As we talked about SEC v. Jarkesy, the case arguing that securities fraud cases have to be decided by jury trial under the Seventh Amendment, one student raised a provocative question:

If immigration cases ever had to be decided by jury trial, would citizens return more favorable decisions than immigration judges currently do?

Imagining the Immigration Jury

This triggered some animated discussion, and students expressed divergent viewpoints.

Even though politicians drum up anti-immigrant sentiment with rhetoric, one student thought, most people would probably sympathize with the plight of a particular individual.

Another student wasn’t so sure. Some people have such long-held opinions against immigration that it’s a matter of identity. They might have no trouble saying ‘sorry’ to a respondent/defendant.

A student who had worked in criminal defense said juries tend to relate more to defendants than to the government. But would juries extend the same sense of common community to people from other countries, someone else wondered.

Getting to the Immigration Jury

Of course, we agreed that Jarkesy wouldn’t give rise to a claim for immigration jury trials. The Seventh Amendment guarantees a right to a jury trial for “Suits at common law.” While the securities fraud claim at issue in Jarkesy is arguably analogous to civil fraud, it’s a stretch to imagine a common law claim akin to the sovereign power of removal. Employer sanctions, yes, but not removal.

*What is being asked*:
Answer these questions from the post on immigration juries:
1. What did SEC v. Jarkesy argue?
2. According to the student who had worked in criminal defense, whom do juries tend to relate to more?
3. For what does the Seventh Amendment guarantee a right to a jury trial?
The rows below this post aren't needed.

*Record extracts*:

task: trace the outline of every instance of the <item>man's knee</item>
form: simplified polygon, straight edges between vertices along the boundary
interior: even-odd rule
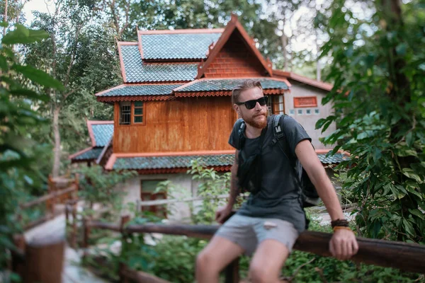
[[[264,266],[256,264],[249,267],[249,277],[253,283],[274,283],[278,279]]]
[[[219,272],[219,270],[216,270],[217,269],[217,265],[213,255],[205,249],[199,253],[196,257],[196,269],[200,272]]]

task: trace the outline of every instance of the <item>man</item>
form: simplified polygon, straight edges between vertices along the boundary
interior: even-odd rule
[[[273,119],[267,117],[267,100],[259,81],[247,80],[232,91],[234,109],[246,123],[244,142],[234,127],[229,143],[236,148],[232,168],[227,205],[216,213],[222,223],[230,214],[240,191],[238,167],[249,156],[259,154],[258,176],[249,183],[251,194],[246,202],[222,225],[196,260],[198,283],[217,282],[220,272],[242,253],[255,253],[249,267],[253,282],[279,282],[278,277],[298,235],[305,229],[305,215],[300,201],[300,188],[288,158],[273,139]],[[329,243],[332,254],[347,260],[358,250],[353,231],[341,209],[335,190],[302,127],[285,117],[285,142],[293,158],[298,158],[317,190],[334,226]],[[239,154],[240,151],[240,154]],[[239,162],[239,159],[241,162]],[[240,174],[239,174],[240,175]],[[259,178],[256,183],[256,178]],[[259,184],[259,185],[256,185]]]

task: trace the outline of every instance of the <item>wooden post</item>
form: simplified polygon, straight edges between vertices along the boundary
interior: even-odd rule
[[[63,238],[42,238],[28,243],[23,282],[60,283],[64,247]]]
[[[25,236],[23,234],[13,235],[13,243],[18,250],[11,250],[11,270],[19,275],[22,279],[25,274]]]
[[[86,216],[83,218],[83,230],[84,230],[84,236],[83,236],[83,259],[87,256],[87,248],[89,248],[89,238],[90,237],[90,224],[89,223],[89,219]]]
[[[122,215],[121,216],[121,222],[120,223],[120,231],[121,232],[121,254],[125,250],[126,243],[127,243],[127,237],[128,233],[125,232],[125,229],[124,226],[127,223],[130,221],[130,215]],[[118,275],[120,276],[120,282],[123,283],[128,283],[129,279],[128,276],[126,275],[125,270],[127,270],[127,267],[124,263],[120,263],[119,265],[119,270]]]
[[[72,205],[72,235],[71,238],[71,246],[76,248],[76,235],[78,233],[76,228],[76,202]]]
[[[225,283],[239,283],[239,258],[237,258],[233,260],[226,268],[225,269]]]

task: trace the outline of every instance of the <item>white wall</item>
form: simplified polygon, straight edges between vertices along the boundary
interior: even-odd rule
[[[137,200],[140,199],[140,181],[142,180],[168,180],[172,182],[176,187],[181,188],[181,193],[175,192],[173,198],[186,198],[190,197],[192,195],[192,178],[191,175],[186,173],[176,174],[156,174],[156,175],[140,175],[135,177],[126,182],[123,185],[123,190],[125,192],[124,203],[129,202],[136,204]],[[167,196],[171,198],[171,196]],[[178,202],[173,204],[169,204],[169,209],[172,210],[172,213],[169,214],[168,219],[170,221],[184,221],[189,219],[191,216],[189,206],[185,202]]]
[[[333,109],[331,103],[326,105],[322,105],[322,99],[323,99],[327,93],[325,91],[322,91],[319,88],[307,86],[299,82],[290,80],[292,84],[290,92],[285,93],[285,112],[292,116],[295,119],[312,138],[312,143],[316,149],[332,149],[333,146],[324,146],[319,141],[319,137],[326,137],[331,134],[336,127],[335,123],[332,123],[327,129],[323,133],[321,133],[322,129],[315,129],[316,122],[320,118],[324,118],[333,114]],[[317,107],[314,108],[294,108],[294,97],[302,96],[316,96],[317,98]],[[319,109],[319,115],[314,114],[314,109]],[[294,115],[290,114],[290,110],[295,110]],[[298,110],[302,110],[302,115],[298,114]],[[310,115],[306,115],[306,110],[311,110]]]

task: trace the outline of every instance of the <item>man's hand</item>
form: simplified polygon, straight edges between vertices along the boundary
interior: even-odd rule
[[[329,251],[340,260],[346,260],[357,253],[358,244],[352,231],[338,229],[329,243]]]
[[[218,209],[215,212],[215,221],[222,224],[225,223],[225,219],[230,214],[230,212],[232,212],[232,207],[228,205]]]

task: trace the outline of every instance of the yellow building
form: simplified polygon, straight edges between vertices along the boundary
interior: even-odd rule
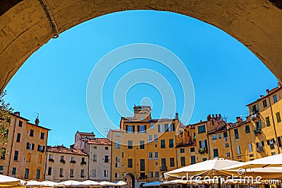
[[[89,156],[80,149],[48,146],[44,180],[61,182],[89,179]]]
[[[43,180],[47,128],[29,123],[16,112],[11,115],[8,142],[2,148],[0,173],[25,180]]]
[[[179,120],[152,119],[151,108],[134,107],[133,117],[122,117],[120,130],[110,130],[112,181],[125,180],[132,187],[161,180],[178,168],[176,152]]]

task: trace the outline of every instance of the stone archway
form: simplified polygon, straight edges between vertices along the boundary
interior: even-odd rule
[[[213,25],[242,42],[282,80],[278,0],[4,0],[0,3],[0,92],[54,36],[102,15],[137,9],[171,11]]]

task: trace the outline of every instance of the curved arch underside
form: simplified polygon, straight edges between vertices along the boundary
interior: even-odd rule
[[[51,18],[48,8],[44,8],[45,2]],[[282,80],[280,1],[5,0],[0,7],[0,92],[26,59],[55,36],[50,20],[61,33],[102,15],[141,9],[178,13],[220,28],[251,50]]]

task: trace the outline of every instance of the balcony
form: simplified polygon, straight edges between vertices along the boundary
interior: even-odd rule
[[[167,171],[167,166],[161,166],[161,171]]]
[[[262,130],[261,129],[256,129],[254,130],[255,135],[260,134],[262,134]]]
[[[257,153],[260,153],[260,152],[263,152],[263,151],[264,151],[264,146],[260,146],[257,147]]]

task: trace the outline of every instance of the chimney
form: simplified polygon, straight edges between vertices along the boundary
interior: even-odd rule
[[[176,113],[176,120],[178,119],[178,113]]]
[[[18,116],[20,116],[20,112],[14,112],[13,114],[15,114],[16,115],[18,115]]]
[[[35,118],[35,125],[38,126],[38,125],[39,124],[39,119],[38,119],[38,118]]]

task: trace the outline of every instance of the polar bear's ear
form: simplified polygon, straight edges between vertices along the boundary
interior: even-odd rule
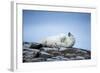
[[[68,37],[70,37],[71,35],[72,35],[72,34],[69,32],[69,33],[68,33]]]

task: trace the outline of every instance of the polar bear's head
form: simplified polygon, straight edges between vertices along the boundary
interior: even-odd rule
[[[62,43],[65,43],[66,47],[72,47],[75,44],[74,36],[69,32],[66,36],[62,37]]]

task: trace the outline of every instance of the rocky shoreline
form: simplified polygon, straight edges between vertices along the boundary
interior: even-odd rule
[[[55,48],[40,43],[23,43],[23,62],[70,61],[91,59],[91,51],[80,48]]]

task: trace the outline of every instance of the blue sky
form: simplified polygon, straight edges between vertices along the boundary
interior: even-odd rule
[[[41,39],[71,32],[76,38],[74,47],[91,49],[91,14],[23,10],[23,41]]]

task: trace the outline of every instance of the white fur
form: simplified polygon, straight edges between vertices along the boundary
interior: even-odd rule
[[[75,44],[75,38],[72,34],[70,37],[66,34],[60,34],[47,37],[43,39],[41,43],[48,47],[73,47],[73,45]]]

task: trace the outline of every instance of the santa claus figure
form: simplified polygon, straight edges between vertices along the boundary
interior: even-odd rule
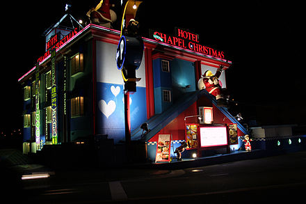
[[[223,71],[223,66],[220,65],[215,74],[210,70],[206,71],[198,82],[198,88],[199,90],[205,88],[208,93],[214,95],[217,100],[218,106],[226,107],[226,101],[221,93],[222,85],[218,79]]]
[[[86,15],[91,23],[111,28],[111,23],[117,19],[117,15],[111,9],[111,6],[113,7],[115,5],[111,5],[109,0],[102,0],[95,8],[90,8]]]

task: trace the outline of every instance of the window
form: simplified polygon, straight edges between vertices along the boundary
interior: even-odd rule
[[[71,58],[71,75],[73,76],[79,72],[83,72],[83,54],[78,54]]]
[[[52,86],[52,80],[51,78],[51,71],[46,73],[46,88],[50,89]]]
[[[24,100],[28,100],[31,99],[31,86],[27,86],[24,87]]]
[[[170,72],[169,61],[161,60],[161,70],[166,72]]]
[[[24,127],[29,127],[31,125],[31,114],[24,115]]]
[[[36,124],[36,112],[32,112],[32,126]]]
[[[199,107],[199,115],[201,116],[200,124],[211,124],[214,122],[212,107]]]
[[[84,99],[83,96],[71,100],[71,116],[77,117],[84,114]]]
[[[171,102],[171,91],[169,90],[163,90],[163,102]]]

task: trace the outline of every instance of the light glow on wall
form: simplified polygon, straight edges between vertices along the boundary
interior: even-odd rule
[[[214,147],[227,145],[226,127],[200,127],[201,147]]]

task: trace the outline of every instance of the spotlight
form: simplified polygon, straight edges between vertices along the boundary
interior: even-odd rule
[[[137,8],[136,1],[134,1],[134,6],[133,6],[133,8],[134,9],[136,9]]]

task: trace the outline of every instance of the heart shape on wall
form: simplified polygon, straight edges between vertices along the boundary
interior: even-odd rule
[[[116,103],[113,100],[110,100],[108,103],[106,104],[104,100],[102,100],[99,101],[99,109],[102,113],[108,118],[108,117],[115,111],[115,109],[116,109]]]
[[[111,86],[111,91],[116,97],[119,93],[120,92],[120,87],[119,86],[117,86],[115,88],[114,86]]]

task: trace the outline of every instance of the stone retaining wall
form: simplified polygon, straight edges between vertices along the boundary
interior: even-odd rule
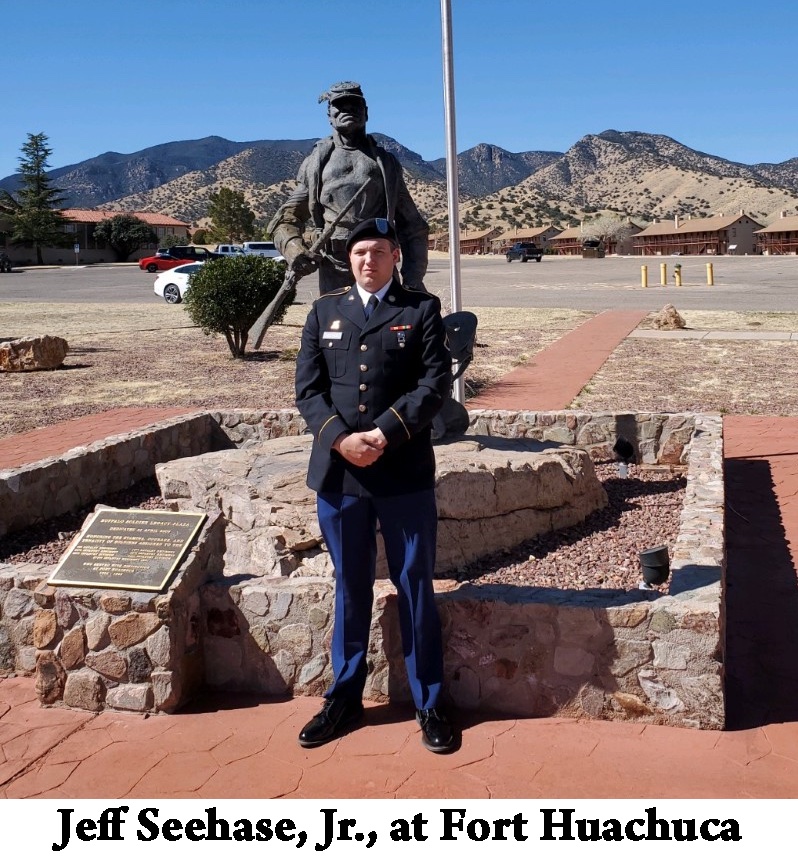
[[[145,435],[183,438],[175,426],[180,423],[164,422]],[[170,443],[176,456],[294,435],[302,424],[286,410],[214,413],[189,426],[185,432],[201,438]],[[606,455],[620,433],[643,462],[687,464],[687,493],[668,595],[438,583],[454,702],[518,716],[722,727],[720,418],[475,412],[471,432],[582,445],[594,456]],[[137,444],[155,450],[160,443]],[[104,468],[103,446],[96,447],[87,451],[93,456],[85,470],[72,467],[77,497],[93,492],[82,479],[102,485],[91,477]],[[129,483],[143,477],[131,477],[135,459],[128,460]],[[3,487],[8,477],[0,473],[0,495],[10,492]],[[11,477],[17,503],[35,509],[24,496],[46,492],[42,483]],[[92,710],[169,711],[201,683],[275,694],[322,692],[329,681],[330,580],[225,580],[219,575],[223,547],[208,528],[169,592],[156,597],[52,589],[43,585],[49,569],[1,567],[0,670],[35,669],[44,703]],[[408,697],[394,604],[391,587],[378,583],[367,689],[374,699]]]
[[[59,457],[0,469],[0,538],[150,478],[156,463],[230,444],[210,413],[181,415]]]

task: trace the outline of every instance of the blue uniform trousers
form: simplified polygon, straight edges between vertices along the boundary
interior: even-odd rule
[[[319,493],[317,504],[335,566],[334,680],[324,695],[359,701],[363,694],[379,521],[397,592],[413,701],[417,708],[434,708],[443,681],[441,625],[432,587],[438,527],[435,491],[383,497]]]

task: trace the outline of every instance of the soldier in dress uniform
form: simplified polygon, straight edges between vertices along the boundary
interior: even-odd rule
[[[296,189],[270,222],[275,245],[300,278],[318,267],[319,292],[326,293],[352,283],[346,254],[352,228],[367,218],[387,218],[402,252],[402,281],[423,290],[429,227],[407,190],[398,159],[366,134],[368,107],[360,84],[334,84],[319,101],[328,103],[333,133],[302,162]],[[311,257],[304,231],[309,228],[314,239],[320,236],[362,187],[320,258]]]
[[[431,422],[451,387],[440,302],[396,279],[398,238],[387,220],[357,225],[346,249],[355,284],[316,300],[296,368],[297,407],[313,433],[308,486],[335,567],[333,682],[299,743],[326,743],[363,715],[379,521],[422,743],[448,752],[454,733],[438,705],[443,654],[432,585]]]

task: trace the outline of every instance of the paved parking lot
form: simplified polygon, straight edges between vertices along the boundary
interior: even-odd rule
[[[660,286],[660,265],[668,286]],[[682,267],[681,287],[674,266]],[[711,263],[714,286],[707,285]],[[648,268],[647,289],[641,267]],[[580,310],[643,308],[673,302],[685,310],[798,311],[798,257],[544,257],[507,263],[504,257],[461,258],[461,304],[469,307],[563,307]],[[66,266],[0,275],[0,302],[161,302],[154,276],[135,265]],[[433,254],[426,278],[446,306],[451,300],[448,258]],[[298,298],[317,295],[315,276],[300,281]]]

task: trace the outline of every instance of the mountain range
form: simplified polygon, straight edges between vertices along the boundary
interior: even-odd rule
[[[407,184],[433,229],[446,224],[446,163],[425,161],[397,140],[375,134],[405,169]],[[157,211],[203,223],[208,198],[222,186],[242,191],[266,223],[294,187],[316,139],[236,142],[206,137],[131,154],[106,152],[49,172],[65,206]],[[567,152],[509,152],[481,143],[458,155],[460,218],[465,229],[567,226],[599,213],[654,219],[745,210],[763,224],[798,212],[798,158],[742,164],[661,134],[607,130]],[[13,193],[15,175],[0,180]]]

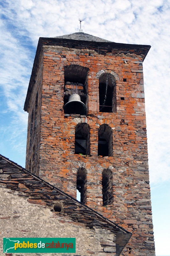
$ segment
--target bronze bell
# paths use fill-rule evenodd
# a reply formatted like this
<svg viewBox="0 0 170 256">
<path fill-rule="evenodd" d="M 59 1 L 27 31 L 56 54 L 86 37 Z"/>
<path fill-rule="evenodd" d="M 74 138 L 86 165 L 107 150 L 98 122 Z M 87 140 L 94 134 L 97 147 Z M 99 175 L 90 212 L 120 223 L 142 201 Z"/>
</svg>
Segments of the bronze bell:
<svg viewBox="0 0 170 256">
<path fill-rule="evenodd" d="M 70 95 L 69 101 L 64 106 L 64 110 L 66 114 L 79 114 L 85 115 L 86 108 L 83 102 L 81 101 L 80 96 L 74 93 Z"/>
</svg>

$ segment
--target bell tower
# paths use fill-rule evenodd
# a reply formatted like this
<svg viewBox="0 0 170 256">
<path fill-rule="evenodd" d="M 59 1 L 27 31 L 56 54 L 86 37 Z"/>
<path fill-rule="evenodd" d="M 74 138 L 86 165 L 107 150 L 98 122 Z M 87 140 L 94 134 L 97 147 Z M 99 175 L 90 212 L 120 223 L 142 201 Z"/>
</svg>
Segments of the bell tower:
<svg viewBox="0 0 170 256">
<path fill-rule="evenodd" d="M 150 46 L 40 38 L 24 106 L 26 168 L 132 233 L 154 256 L 143 62 Z"/>
</svg>

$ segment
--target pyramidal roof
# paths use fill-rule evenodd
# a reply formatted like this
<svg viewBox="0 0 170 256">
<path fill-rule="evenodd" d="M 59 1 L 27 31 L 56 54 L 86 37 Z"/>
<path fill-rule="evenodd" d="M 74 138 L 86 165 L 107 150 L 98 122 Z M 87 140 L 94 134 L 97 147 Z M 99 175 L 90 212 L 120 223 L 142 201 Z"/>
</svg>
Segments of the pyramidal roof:
<svg viewBox="0 0 170 256">
<path fill-rule="evenodd" d="M 105 39 L 94 36 L 91 35 L 87 34 L 83 32 L 77 32 L 72 34 L 65 35 L 64 36 L 55 36 L 53 38 L 61 38 L 63 39 L 72 39 L 74 40 L 79 40 L 83 41 L 90 41 L 95 42 L 111 42 Z"/>
</svg>

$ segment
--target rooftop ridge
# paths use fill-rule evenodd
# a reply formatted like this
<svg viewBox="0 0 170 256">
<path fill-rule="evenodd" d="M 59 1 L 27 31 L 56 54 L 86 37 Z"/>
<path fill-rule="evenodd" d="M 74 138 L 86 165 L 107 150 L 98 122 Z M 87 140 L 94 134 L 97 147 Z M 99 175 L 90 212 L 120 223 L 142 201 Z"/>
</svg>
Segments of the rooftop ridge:
<svg viewBox="0 0 170 256">
<path fill-rule="evenodd" d="M 52 38 L 73 39 L 74 40 L 89 41 L 90 42 L 112 42 L 112 41 L 106 40 L 105 39 L 100 38 L 98 36 L 95 36 L 92 35 L 84 33 L 83 32 L 82 32 L 82 31 L 79 31 L 79 32 L 76 32 L 75 33 L 73 33 L 71 34 L 65 35 L 63 36 L 55 36 Z"/>
<path fill-rule="evenodd" d="M 87 210 L 88 211 L 93 212 L 93 213 L 95 214 L 96 216 L 100 219 L 102 221 L 106 222 L 107 224 L 110 225 L 114 228 L 115 228 L 116 230 L 117 230 L 117 231 L 118 231 L 119 229 L 121 229 L 124 234 L 126 233 L 126 234 L 129 234 L 129 238 L 131 236 L 132 233 L 130 232 L 129 232 L 129 231 L 126 230 L 125 229 L 115 223 L 111 220 L 108 220 L 108 219 L 105 217 L 104 217 L 102 214 L 100 214 L 97 212 L 96 212 L 88 206 L 85 205 L 85 204 L 83 204 L 83 203 L 79 202 L 76 199 L 75 199 L 75 198 L 74 198 L 71 196 L 68 195 L 67 193 L 64 192 L 64 191 L 61 190 L 59 188 L 58 188 L 55 187 L 55 186 L 50 184 L 48 182 L 45 181 L 42 179 L 40 178 L 38 176 L 37 176 L 37 175 L 35 175 L 35 174 L 33 173 L 30 171 L 27 170 L 25 168 L 24 168 L 23 167 L 22 167 L 21 165 L 18 165 L 16 163 L 15 163 L 15 162 L 11 160 L 10 160 L 9 158 L 6 157 L 5 156 L 4 156 L 0 154 L 0 160 L 1 159 L 6 161 L 8 164 L 11 164 L 14 167 L 16 167 L 20 171 L 23 172 L 25 173 L 29 174 L 34 179 L 37 181 L 41 181 L 47 187 L 50 188 L 52 190 L 53 190 L 54 189 L 55 189 L 56 191 L 59 192 L 62 195 L 64 196 L 67 198 L 68 198 L 70 199 L 71 199 L 71 200 L 74 201 L 75 203 L 78 203 L 78 204 L 81 205 L 82 207 L 83 207 L 84 208 L 85 208 L 86 210 Z"/>
</svg>

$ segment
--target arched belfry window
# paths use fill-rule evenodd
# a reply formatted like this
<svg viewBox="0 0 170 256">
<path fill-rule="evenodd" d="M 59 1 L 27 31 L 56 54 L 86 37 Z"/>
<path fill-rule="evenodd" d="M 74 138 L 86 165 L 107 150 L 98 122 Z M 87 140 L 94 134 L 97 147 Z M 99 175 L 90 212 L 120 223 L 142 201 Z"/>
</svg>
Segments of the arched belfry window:
<svg viewBox="0 0 170 256">
<path fill-rule="evenodd" d="M 111 204 L 113 201 L 113 177 L 111 171 L 104 169 L 102 173 L 102 194 L 103 205 Z"/>
<path fill-rule="evenodd" d="M 108 124 L 102 124 L 98 132 L 98 155 L 111 156 L 112 154 L 112 129 Z"/>
<path fill-rule="evenodd" d="M 114 76 L 105 73 L 99 77 L 99 111 L 116 112 L 116 84 Z"/>
<path fill-rule="evenodd" d="M 86 196 L 87 171 L 85 168 L 79 169 L 77 173 L 77 189 L 80 194 L 80 202 L 85 204 Z"/>
<path fill-rule="evenodd" d="M 79 123 L 75 129 L 75 154 L 90 154 L 90 127 L 86 123 Z"/>
<path fill-rule="evenodd" d="M 64 110 L 65 114 L 86 114 L 88 68 L 71 65 L 64 68 Z"/>
</svg>

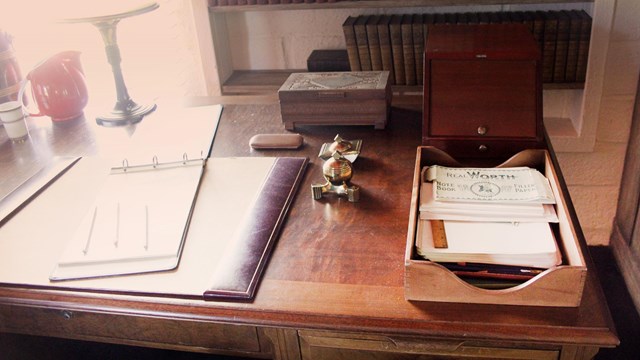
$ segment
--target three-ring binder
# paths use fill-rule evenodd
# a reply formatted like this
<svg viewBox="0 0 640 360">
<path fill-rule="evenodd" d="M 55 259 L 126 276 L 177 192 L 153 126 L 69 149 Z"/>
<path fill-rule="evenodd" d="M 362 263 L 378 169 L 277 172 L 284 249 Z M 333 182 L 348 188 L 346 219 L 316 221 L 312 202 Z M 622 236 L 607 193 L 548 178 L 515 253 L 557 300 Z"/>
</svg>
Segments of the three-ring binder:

*Exercise answer*:
1. It argued that securities fraud cases have to be decided by jury trial under the Seventh Amendment.
2. Juries tend to relate more to defendants than to the government.
3. It guarantees a jury trial for "Suits at common law."